## Start Selection

Let's bring those jobs back... How?

Whoa whoa whoa, let’s not be crazy here.

It’s equally true in Canada. Same problem, really; there isn’t much skilled labor available.

If you want to work, get a trade. The jobs are out there.

The notion that companies are hiring foreign workers on H-1B to save money is just flat out wrong. Just the process of obtaining an H-1B work visa costs around $12k, requires the employer to essentiallly put up a bond representing several months salary, and at the end of the visa period (three years maximum) has to be renewed at the same costs or they lose the investment in training and experience. The reason tech companies are hiring workers on H-1B visas isn’t cost; it is because there are too few qualified docmestic workers. A simple perusal of science and engineering graduates (more than half are foreign nationals) or talking with someone in the position as a hiring manager at a tech company will readily show this. In the case of companies who cannot hire foreign workers (e.g. defense, aerospace) finding suitably talented labor at reasonable salary is a progressively greater struggle.

Simplistic solutions to counteract bullshit problems is no way to conduct or advocate for employment policy. But it sure sounds great to talk about how all the foreigners taking our jobs away from hardworking Americans (they’re note) are the reason our economy is tanking (it isn’t).

Stranger

I just did a Google search and this site says that the average salary for H1B Visa holders is $86,164. So this is hardly “cheap immigrant labour”.

As the point of this thread is not to discuss whether or not those who are suffering under the economic conditions found in rural america should be obligated to do something about it themselves (there are other threads on that, and I feel I have made my position known on those), and rather, what we can do, as a society and government to bring the jobs to them, this is the only post that really addresses the issue. Thank you.

Your idea is horrible, and abhorrent, and, now that I think about it, exactly what they will do. It really is the only way to relocate jobs to the people, rather than relocating people to the jobs.

Rekindle the drug war, start locking up dissidents, short cut the justice system, we could get our incarcerated populous up to provide steady jobs to all those not so incarcerated.

Now that the general populous also has something to be gained from having a larger incarcerated population, it would then make sense to support more draconian measures, locking up more and more people, as that is the only economy that would be growing at that time.

Anybody else have a better idea? (Please)

Which creates a feedback loop by which at every iteration those who have the means and gumption to get ahead are the ones that leave, and you end up with big swaths of country and even cities depopulated save for those actually ***stuck ***there. Heck, it’s what happened to inner cities one lifetime ago with the move to suburbia.

## End Selection

*Objectives*.
1. Decide whether each statement agrees with the jobs thread. For each one, answer yes or no and quote the words that settle it.
(a) An H-1B visa period lasts no more than three years.
(b) The Google search turned up an average H-1B salary below $80,000.
(c) Defense and aerospace companies are able to hire foreign workers.
2. Pick up the jobs thread after its last sentence and keep it going.
The listing isn't needed for any of this.

## Start Record excerpts

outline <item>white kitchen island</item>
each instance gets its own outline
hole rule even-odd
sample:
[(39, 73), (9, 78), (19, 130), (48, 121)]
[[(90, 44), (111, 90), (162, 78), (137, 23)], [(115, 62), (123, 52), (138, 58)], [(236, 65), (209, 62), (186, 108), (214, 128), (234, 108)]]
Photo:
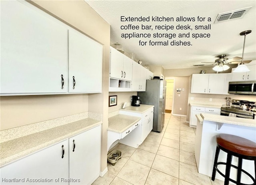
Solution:
[[(227, 133), (237, 135), (256, 142), (256, 119), (231, 117), (207, 113), (196, 115), (198, 123), (195, 145), (195, 156), (198, 173), (212, 176), (216, 150), (216, 135)], [(226, 162), (226, 153), (220, 152), (218, 162)], [(233, 157), (232, 164), (237, 165), (238, 158)], [(220, 165), (218, 168), (225, 174), (225, 166)], [(254, 178), (253, 161), (243, 160), (243, 169)], [(236, 180), (236, 171), (231, 168), (230, 177)], [(224, 178), (218, 172), (216, 178), (224, 181)], [(250, 179), (242, 173), (242, 182), (249, 184)]]

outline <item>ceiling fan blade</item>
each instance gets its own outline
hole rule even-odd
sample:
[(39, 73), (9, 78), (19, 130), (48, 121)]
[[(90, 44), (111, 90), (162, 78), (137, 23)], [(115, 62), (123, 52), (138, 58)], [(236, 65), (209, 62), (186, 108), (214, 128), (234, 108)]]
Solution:
[(233, 58), (230, 58), (230, 59), (228, 59), (226, 60), (225, 60), (225, 62), (235, 62), (235, 61), (237, 61), (238, 60), (242, 60), (242, 58), (241, 57), (239, 57), (238, 56), (236, 56), (235, 57), (234, 57)]

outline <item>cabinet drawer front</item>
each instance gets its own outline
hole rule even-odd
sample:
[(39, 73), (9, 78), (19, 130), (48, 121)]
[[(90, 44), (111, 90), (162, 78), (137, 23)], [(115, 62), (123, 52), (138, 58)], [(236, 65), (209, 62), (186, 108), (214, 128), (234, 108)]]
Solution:
[(132, 126), (129, 128), (125, 131), (123, 132), (121, 134), (121, 139), (124, 137), (126, 135), (129, 134), (130, 132), (132, 131)]
[(140, 121), (139, 121), (132, 125), (132, 129), (134, 129), (135, 128), (140, 125)]
[(195, 111), (199, 111), (200, 112), (204, 112), (205, 111), (205, 107), (194, 107), (193, 106), (192, 110)]
[(220, 114), (220, 109), (218, 108), (206, 107), (205, 112)]

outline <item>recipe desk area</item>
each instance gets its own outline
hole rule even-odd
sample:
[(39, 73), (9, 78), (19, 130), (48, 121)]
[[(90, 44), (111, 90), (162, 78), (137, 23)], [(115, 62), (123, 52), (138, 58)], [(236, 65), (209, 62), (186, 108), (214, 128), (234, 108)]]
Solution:
[(109, 117), (108, 150), (118, 142), (138, 148), (153, 128), (154, 107), (130, 106)]
[[(256, 119), (231, 117), (207, 113), (197, 114), (198, 119), (196, 134), (195, 157), (198, 173), (212, 176), (216, 143), (216, 135), (226, 133), (237, 135), (256, 142)], [(218, 162), (226, 162), (226, 153), (220, 151)], [(238, 160), (233, 157), (232, 164), (237, 165)], [(218, 168), (225, 173), (224, 165)], [(242, 168), (249, 173), (254, 174), (253, 161), (243, 160)], [(230, 178), (236, 179), (236, 171), (231, 168)], [(216, 178), (224, 180), (216, 173)], [(251, 179), (242, 173), (242, 182), (249, 184)]]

## End Record excerpts

*Answers to the exercise*.
1.
(a) Yes: "at the end of the visa period (three years maximum) has to be renewed at the same costs"
(b) No: "the average salary for H1B Visa holders is $86,164"
(c) No: "In the case of companies who cannot hire foreign workers (e.g. defense, aerospace)"

2.
Which is doubly necessary because said infrastructure, besides being needed so the old towns don’t simply fall apart, has to be in place for *whatever *form of economic activity can be hoped to be drawn to those locations.

At the limits:

Human- and horse-powered agriculture is inherently low population density. To feed any given populace you *must *spread them very thinly across the ground. In pre-industrial nations (both worldwide in the 1600s and still today in some far-flung corners of the Earth) this style of agriculture represents the vast majority of the total economy.

That reality is what set our current (or 1900-era) patterns of population in the US. And to a lesser degree Europe.

Contrast with:

A post-manufacturing services and IP economy powered by fossil fuels and some fraction of automation is the polar opposite. Other than for food growth, empty space is economically useless. The economic value of a human now increases with increasing population density; not decreases as it did in the Olden Dayes just 100ish years ago. The increase is not linear; it’s exponential.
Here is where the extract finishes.